_Your task_
Please copy everything from the line containing "Target: sky" down to the last of the lines below, requests included, and shift each coordinate in the answers by adding 81 to it.

_Data provided_
______
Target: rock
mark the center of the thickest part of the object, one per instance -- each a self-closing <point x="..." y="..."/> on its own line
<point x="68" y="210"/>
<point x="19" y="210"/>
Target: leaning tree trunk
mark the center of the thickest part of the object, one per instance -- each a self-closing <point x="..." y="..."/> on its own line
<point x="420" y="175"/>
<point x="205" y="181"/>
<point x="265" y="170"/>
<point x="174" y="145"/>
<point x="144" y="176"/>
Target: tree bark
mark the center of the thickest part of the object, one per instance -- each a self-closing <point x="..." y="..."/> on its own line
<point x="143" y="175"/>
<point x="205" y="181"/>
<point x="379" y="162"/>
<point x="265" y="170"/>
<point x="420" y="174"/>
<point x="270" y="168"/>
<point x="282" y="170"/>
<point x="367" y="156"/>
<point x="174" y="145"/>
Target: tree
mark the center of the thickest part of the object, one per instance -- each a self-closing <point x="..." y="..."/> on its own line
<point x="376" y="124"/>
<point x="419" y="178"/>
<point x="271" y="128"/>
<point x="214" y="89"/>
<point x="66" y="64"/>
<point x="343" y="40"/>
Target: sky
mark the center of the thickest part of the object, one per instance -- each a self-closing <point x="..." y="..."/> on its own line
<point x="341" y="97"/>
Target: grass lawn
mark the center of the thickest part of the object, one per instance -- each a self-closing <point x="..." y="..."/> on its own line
______
_Reply to the exercise_
Target: sky
mark the center of the thickest part of the object, one per instance -- each a self-closing <point x="..." y="..."/> on its own line
<point x="422" y="178"/>
Target: grass lawn
mark the center of the thickest part of the object, one per instance -- each a self-closing <point x="..." y="..."/> on its own line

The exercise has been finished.